:: What to produce ::
Reproduce all the data, character for character.

:: Given records ::
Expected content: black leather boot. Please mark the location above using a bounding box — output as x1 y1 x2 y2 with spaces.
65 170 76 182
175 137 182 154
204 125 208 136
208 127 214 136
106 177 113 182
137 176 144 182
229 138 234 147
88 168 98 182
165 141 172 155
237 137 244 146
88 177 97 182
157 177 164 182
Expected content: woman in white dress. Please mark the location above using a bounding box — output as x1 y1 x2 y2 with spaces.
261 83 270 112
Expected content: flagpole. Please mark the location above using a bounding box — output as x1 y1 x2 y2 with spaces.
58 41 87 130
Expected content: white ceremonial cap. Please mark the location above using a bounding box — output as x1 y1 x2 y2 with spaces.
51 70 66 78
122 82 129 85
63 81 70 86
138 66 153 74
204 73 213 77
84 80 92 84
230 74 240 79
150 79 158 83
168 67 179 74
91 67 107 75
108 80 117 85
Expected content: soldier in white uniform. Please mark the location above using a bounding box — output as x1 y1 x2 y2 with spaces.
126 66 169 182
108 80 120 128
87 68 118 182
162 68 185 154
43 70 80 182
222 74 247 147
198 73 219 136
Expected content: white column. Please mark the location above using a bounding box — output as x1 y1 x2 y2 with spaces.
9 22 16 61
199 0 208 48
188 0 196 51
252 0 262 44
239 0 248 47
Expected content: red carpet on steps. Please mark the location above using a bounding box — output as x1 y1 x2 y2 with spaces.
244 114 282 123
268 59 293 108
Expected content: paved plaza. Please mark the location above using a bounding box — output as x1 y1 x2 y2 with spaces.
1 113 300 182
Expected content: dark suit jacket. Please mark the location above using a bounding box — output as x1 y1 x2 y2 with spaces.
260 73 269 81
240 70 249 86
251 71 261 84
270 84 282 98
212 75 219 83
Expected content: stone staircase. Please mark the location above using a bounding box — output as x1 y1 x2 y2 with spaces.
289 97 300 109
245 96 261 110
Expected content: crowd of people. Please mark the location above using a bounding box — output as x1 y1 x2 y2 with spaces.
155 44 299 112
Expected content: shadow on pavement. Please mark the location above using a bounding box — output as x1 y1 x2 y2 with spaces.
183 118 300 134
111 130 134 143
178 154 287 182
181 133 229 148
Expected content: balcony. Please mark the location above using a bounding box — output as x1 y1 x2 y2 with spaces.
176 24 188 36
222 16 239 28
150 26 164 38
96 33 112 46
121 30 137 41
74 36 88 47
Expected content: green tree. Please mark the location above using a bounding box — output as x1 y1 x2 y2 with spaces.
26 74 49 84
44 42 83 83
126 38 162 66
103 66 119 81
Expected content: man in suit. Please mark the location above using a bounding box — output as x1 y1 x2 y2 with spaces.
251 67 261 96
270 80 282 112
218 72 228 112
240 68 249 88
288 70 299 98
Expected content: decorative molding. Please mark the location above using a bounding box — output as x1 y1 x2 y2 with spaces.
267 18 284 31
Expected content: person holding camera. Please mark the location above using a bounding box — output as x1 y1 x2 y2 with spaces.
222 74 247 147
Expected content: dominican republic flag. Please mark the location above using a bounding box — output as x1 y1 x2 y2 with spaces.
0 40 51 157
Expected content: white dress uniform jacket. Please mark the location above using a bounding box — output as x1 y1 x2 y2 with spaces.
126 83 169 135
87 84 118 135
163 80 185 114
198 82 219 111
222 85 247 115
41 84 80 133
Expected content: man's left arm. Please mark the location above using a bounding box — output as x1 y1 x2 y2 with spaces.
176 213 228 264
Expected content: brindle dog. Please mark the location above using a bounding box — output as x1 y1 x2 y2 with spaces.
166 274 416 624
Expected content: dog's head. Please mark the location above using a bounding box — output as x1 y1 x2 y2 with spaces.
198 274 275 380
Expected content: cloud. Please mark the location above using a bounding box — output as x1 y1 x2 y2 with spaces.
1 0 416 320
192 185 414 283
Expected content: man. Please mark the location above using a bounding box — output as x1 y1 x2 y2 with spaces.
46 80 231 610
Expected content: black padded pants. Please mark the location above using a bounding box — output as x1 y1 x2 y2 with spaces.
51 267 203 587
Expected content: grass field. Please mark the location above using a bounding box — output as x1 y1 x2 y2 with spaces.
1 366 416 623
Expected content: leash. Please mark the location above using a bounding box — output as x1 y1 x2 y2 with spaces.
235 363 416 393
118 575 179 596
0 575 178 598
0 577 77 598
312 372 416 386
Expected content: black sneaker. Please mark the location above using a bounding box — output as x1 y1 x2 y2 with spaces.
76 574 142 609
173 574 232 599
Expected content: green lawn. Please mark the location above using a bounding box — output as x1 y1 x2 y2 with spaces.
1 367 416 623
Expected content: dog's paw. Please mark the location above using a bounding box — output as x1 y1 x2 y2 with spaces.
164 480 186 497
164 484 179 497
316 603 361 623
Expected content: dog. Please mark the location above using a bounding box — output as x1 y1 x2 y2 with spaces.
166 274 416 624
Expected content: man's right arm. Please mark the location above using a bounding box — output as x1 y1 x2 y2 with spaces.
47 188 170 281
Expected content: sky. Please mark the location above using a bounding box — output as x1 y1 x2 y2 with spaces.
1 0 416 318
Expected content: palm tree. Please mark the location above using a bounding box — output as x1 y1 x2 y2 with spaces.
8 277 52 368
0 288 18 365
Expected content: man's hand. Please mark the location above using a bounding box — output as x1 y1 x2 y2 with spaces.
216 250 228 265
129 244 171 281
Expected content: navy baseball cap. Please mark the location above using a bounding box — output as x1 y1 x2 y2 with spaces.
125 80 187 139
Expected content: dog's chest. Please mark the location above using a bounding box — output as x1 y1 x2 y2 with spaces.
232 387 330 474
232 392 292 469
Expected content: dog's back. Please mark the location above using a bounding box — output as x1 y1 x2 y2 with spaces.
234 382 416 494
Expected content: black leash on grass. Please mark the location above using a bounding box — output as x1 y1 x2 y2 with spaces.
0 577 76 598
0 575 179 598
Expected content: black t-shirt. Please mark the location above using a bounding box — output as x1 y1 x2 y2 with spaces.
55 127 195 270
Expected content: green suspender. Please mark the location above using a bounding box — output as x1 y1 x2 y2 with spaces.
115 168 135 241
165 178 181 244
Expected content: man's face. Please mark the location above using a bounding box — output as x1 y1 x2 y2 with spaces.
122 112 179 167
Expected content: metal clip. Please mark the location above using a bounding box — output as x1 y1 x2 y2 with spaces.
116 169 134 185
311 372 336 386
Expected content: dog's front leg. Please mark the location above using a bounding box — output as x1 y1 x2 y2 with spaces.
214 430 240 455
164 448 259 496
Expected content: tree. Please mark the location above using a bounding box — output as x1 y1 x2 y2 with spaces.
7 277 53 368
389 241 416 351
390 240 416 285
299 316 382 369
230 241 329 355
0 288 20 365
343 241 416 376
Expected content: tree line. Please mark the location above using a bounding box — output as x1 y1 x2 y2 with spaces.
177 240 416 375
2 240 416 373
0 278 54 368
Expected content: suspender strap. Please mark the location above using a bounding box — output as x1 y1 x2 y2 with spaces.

:: Task result ::
Expected content: black leather boot. Please mark the location above using a bounding box — output as x1 y1 x2 y2 with spaces.
65 170 76 182
175 137 182 154
204 125 208 136
208 127 214 136
106 177 113 182
137 176 144 182
229 138 234 147
88 168 98 182
165 141 172 155
237 137 244 146
88 177 97 182
157 177 164 182
Expected content: woman in white dress. Please mark the location above using a bounding box — output as x1 y1 x2 y2 with spaces.
261 83 270 112
Expected content: flagpole. Please mark the location above using a bounding box — output as x1 y1 x2 y2 with spaces.
58 41 87 130
Expected content: white ceremonial cap. Please mark the location above using a bounding box — output as x1 y1 x2 y2 with spaces.
51 70 66 78
122 82 129 85
63 81 70 86
138 66 153 74
204 73 213 77
84 80 92 84
230 74 240 79
150 79 158 83
168 67 179 74
91 67 107 75
108 80 117 85
Expected content: soldier in white uniform. Please mark the location above using a bounding box — output as x1 y1 x2 y2 with spaces.
126 66 169 182
108 80 120 128
87 68 118 182
162 68 185 154
43 70 80 182
222 74 247 147
198 73 219 136
Expected content: white column. Please mark the location above using a bounding box — output as x1 y1 x2 y2 with spaces.
9 22 16 61
199 0 208 48
188 0 196 51
252 0 262 44
239 0 248 47
Expected content: red carpet on steps. Please mark the location above using a bounding box — output as x1 y1 x2 y2 with spaces.
244 114 282 123
268 59 293 108
Expected content: paved plaza. Please mark the location above using a bounding box — output as x1 y1 x2 y2 with spaces.
1 113 300 182
Expected content: dark suit jacket. Please mark the location above using a bounding box — output as x1 y1 x2 y2 with spaces.
260 73 269 81
240 70 249 86
251 71 261 84
270 84 282 98
212 75 219 83
Expected content: stone staircase. Please mark the location above using a bounding box — output as x1 y1 x2 y2 with spaces.
289 97 300 109
245 96 261 110
Expected content: crowd of people. Please mark the location above using a bounding box — output as x1 y1 x2 y2 with spaces.
155 44 299 112
Expected content: shadow on pavement. Please mark the location above using a bounding box — output as x1 y1 x2 y2 with spaces.
183 118 300 134
111 130 134 143
178 154 287 182
181 133 229 148
Expected content: balcony. Please mark the location above using a bounding box — output as x1 y1 x2 y2 with spaces.
176 24 188 36
222 16 239 28
150 26 164 38
96 33 112 46
121 30 137 41
74 36 88 47
Expected content: green tree. Please mark the location above using a bounding box — output as x1 y1 x2 y2 with spaces.
26 74 49 84
44 42 83 83
126 38 162 66
103 66 119 81
Expected content: man in suit. Please mark the location above using a bounding box — output as x1 y1 x2 y2 with spaces.
251 67 261 96
270 80 282 112
218 72 228 112
240 68 249 88
288 70 299 98
Expected content: decorative molding. Please mark the location above using a bounding box — output as x1 y1 x2 y2 with spaces.
267 18 284 31
Expected content: person holding camera. Please mark the location above using a bounding box — output as x1 y1 x2 y2 with spaces.
222 74 247 147
Expected content: dominican republic flag. Please mark the location above using a bounding box — output as x1 y1 x2 y2 with spaces.
0 40 51 157
Expected content: white dress uniform jacket. Please mark the location above using a bounding box — output as x1 y1 x2 y2 with spaces.
126 83 169 135
87 84 118 135
163 80 185 114
198 82 219 111
222 85 247 115
41 84 80 133
Expected content: man's left arm. Please mark the location above using a bounding box — output as x1 y1 x2 y2 with spaces.
176 213 228 264
Expected content: brindle dog. Please mark the location above using a bounding box — output as x1 y1 x2 y2 with spaces.
166 274 416 624
Expected content: dog's head. Please mark the location above using a bounding box — output as x1 y1 x2 y2 with spaces.
198 274 275 380
Expected content: cloud. Please mark the location above using a bounding box — output as x1 y1 x2 y2 with spaces.
1 0 416 320
192 185 414 283
Expected content: man. Please mark the location above using a bounding box — output as x1 y1 x2 y2 with spaces.
46 80 231 610
Expected content: black padded pants. Please mark the location above using a bounding box — output as x1 y1 x2 y2 with spaces.
51 267 203 587
Expected content: grass field. Please mark the location above using a bounding box — output as x1 y1 x2 y2 with spaces.
1 366 416 623
Expected content: leash. Please mark the location above using a bounding box — output as x1 y1 x2 y2 with spaces.
235 363 416 393
118 575 179 596
0 575 178 598
0 577 77 598
312 372 416 386
Expected content: black sneaker. Please mark the location above using a bounding box — output as x1 y1 x2 y2 with spaces.
76 574 142 609
173 574 232 599
Expected content: green lawn. Please mark the location above using a bounding box — output as x1 y1 x2 y2 with spaces.
1 367 416 623
Expected content: dog's paw. Please mark the location above using a bounding box — output as x1 y1 x2 y2 with spaces.
164 480 186 497
164 484 179 497
316 603 361 623
Expected content: dog. Please mark the location above using a bounding box — output as x1 y1 x2 y2 with spaces.
166 274 416 624
Expected content: man's right arm. Please mark the location above using a bounding box — output as x1 y1 x2 y2 with spaces.
47 188 170 281
Expected content: sky. Please mark the location above using a bounding box — output as x1 y1 x2 y2 with spaces.
1 0 416 318
Expected content: palm tree. Please mark the location above using a bounding box — output as x1 y1 x2 y2 with spaces.
8 277 52 368
0 288 18 365
Expected content: man's hand. Please mark the location above using a bounding box — output as x1 y1 x2 y2 with spaces.
216 250 228 265
129 244 171 281
Expected content: navy baseball cap. Please mark the location above using a bounding box — output as x1 y1 x2 y2 with spaces.
125 80 187 139
Expected content: dog's chest. Please mark the location above using a bounding box — output as x1 y1 x2 y2 with spaces.
232 387 330 474
232 392 292 469
Expected content: dog's back. Please mark the location above using a bounding box — output as x1 y1 x2 y2 with spaces.
234 382 416 494
Expected content: black leash on grass. Please mark the location above using a bounding box — output as x1 y1 x2 y2 with spaces.
0 577 76 598
0 575 179 598
Expected content: black t-shirt. Please mark the location above using a bounding box — output as x1 y1 x2 y2 with spaces.
55 127 195 270
Expected content: green suspender. Please mark the location above using a bounding box — output as x1 y1 x2 y2 with spaces.
115 168 135 241
165 178 181 244
Expected content: man's face. Please mark the location above using a bounding box — output as x1 y1 x2 y2 with spaces.
122 112 179 167
Expected content: metal clip. Please mark the location above using a bounding box — output as x1 y1 x2 y2 with spaces.
116 169 134 185
311 372 336 386
Expected content: dog's front leg. Please mark the location above using a bounding box — output as x1 y1 x2 y2 with spaces.
214 430 240 455
164 448 259 496
Expected content: tree. Please mark the location above using a bounding box — output as x1 y1 x2 y2 with spaces.
7 277 53 368
389 241 416 351
390 240 416 285
299 316 382 369
230 241 329 355
0 288 20 365
343 241 416 376
Expected content: tree line. Please mark the location above using a bounding box — output as x1 y1 x2 y2 with spaces.
177 240 416 375
2 240 416 373
0 278 54 368
Expected content: suspender strap. Please mark the location above using a bounding box — output as x1 y1 x2 y2 with spaces.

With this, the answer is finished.